▶ _Testo della pagina_
* * *
Luigi Vanvitelli: un ponte tra barocco e neoclassicismo

Arte Di Argyros Singh. A 250 anni dalla morte, Luigi Vanvitelli, l'architetto della Reggia di Caserta: un ponte tra barocco e neoclassicismo.

La Reggia di Caserta è uno dei palazzi più noti al mondo, ma non tutti ricordano il suo ideatore, l’architetto Luigi Vanvitelli, del quale, il 1° marzo 2023, ricorrono i 250 anni dalla morte.
Napoletano di nascita, al principio del Settecento, era figlio d’arte del pittore fiammingo Caspar van Wittel. Si racconta che fin da bambino, il figlio fosse un appassionato disegnatore e che un giorno disegnò un ritratto talmente realistico che il padre si convinse della genialità del giovane. Dopo i primi studi incentrati sul disegno e sulla matematica, si trasferì a Roma, a sedici anni, per studiare architettura presso la celebre Scuola di San Luca.
Nell’ambiente romano ebbe modo non solo di approfondire le opere degli antichi architetti, ma fu apprezzato anche da uno dei più grandi del suo tempo, Filippo Juvarra, che progettò edifici come la basilica di Superga, sull’omonima collina torinese.

Completati gli studi e compiuti i primi lavori, la carriera di Vanvitelli decollò.

Il primo vasto approccio all’architettura risale al 1728, quando gli venne commissionato il restauro di Palazzo Albani, a Urbino, appartenuto alla famiglia del pontefice Clemente XI. Da Clemente XII ricevette invece la commisse per i lavori tra Loreto e Ancona, con la creazione del Lazzaretto e il rifacimento del porto di quest’ultima città.
Negli anni successivi fece lavori minori al Palazzo Reale di Capodimonte e alla cappella di San Gennaro. Si occupò in quei due decenni di altri cantieri nel napoletano, quali la costruzione del Foro Carolino all’odierna piazza Dante e di Palazzo Doria d’Angri a via Toledo, oltre al restauro di Villa Campolieto a Ercolano e del teatro San Carlo.
Nel 1751, Vanvitelli fu nominato architetto reale di Ferdinando IV di Borbone. Questo gli permise di accedere ai cantieri più prestigiosi nel Regno delle Due Sicilie, non solo nei citati lavori nel napoletano, ma anche a Castellammare di Stabia, Benevento, Foggia e Barletta.

Nel 1752 ricevette la commissione più importante della sua carriera: la progettazione del Palazzo di Caserta, residenza reale che avrebbe dovuto competere con il francese Palazzo di Versailles.

Un aneddoto racconta che la cura dell’artista era tale per cui faceva testare la qualità dei mattoni facendoli cadere da un’altezza di venti metri. Certo non dipese da questo, ma l’opera richiese comunque tutta la vita dell’architetto per essere completata, e occorsero ulteriori anni dopo la morte.
* * *
▶ _Dati mostrati_

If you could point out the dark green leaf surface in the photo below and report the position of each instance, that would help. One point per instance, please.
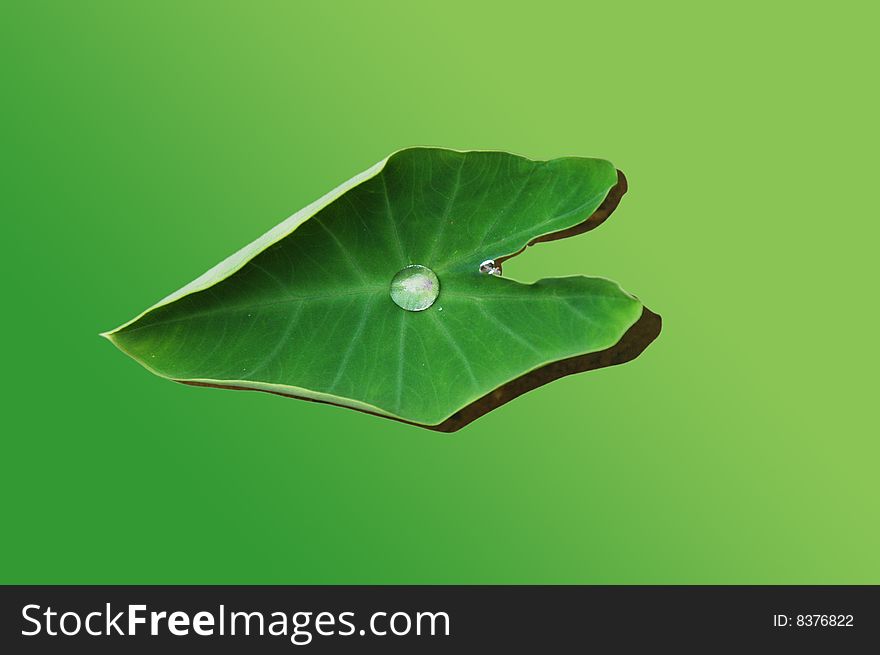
(306, 309)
* * *
▶ _Elenco dei compiti_
A – In una, due o tre frasi, spiega che cosa permise a Vanvitelli di accedere ai cantieri più prestigiosi del Regno delle Due Sicilie, secondo il testo su Luigi Vanvitelli.
B – Trascrivi fedelmente dal testo su Luigi Vanvitelli il brano che comincia con le parole contenenti "Nell’ambiente romano ebbe" e termina con "di quest’ultima città.".

▶ _Risposte_
A – Glielo permise la nomina ad architetto reale di Ferdinando IV di Borbone, avvenuta nel 1751. Grazie a questo incarico lavorò non solo nel napoletano, ma anche a Castellammare di Stabia, Benevento, Foggia e Barletta.

B –
Nell’ambiente romano ebbe modo non solo di approfondire le opere degli antichi architetti, ma fu apprezzato anche da uno dei più grandi del suo tempo, Filippo Juvarra, che progettò edifici come la basilica di Superga, sull’omonima collina torinese.

Completati gli studi e compiuti i primi lavori, la carriera di Vanvitelli decollò.

Il primo vasto approccio all’architettura risale al 1728, quando gli venne commissionato il restauro di Palazzo Albani, a Urbino, appartenuto alla famiglia del pontefice Clemente XI. Da Clemente XII ricevette invece la commisse per i lavori tra Loreto e Ancona, con la creazione del Lazzaretto e il rifacimento del porto di quest’ultima città.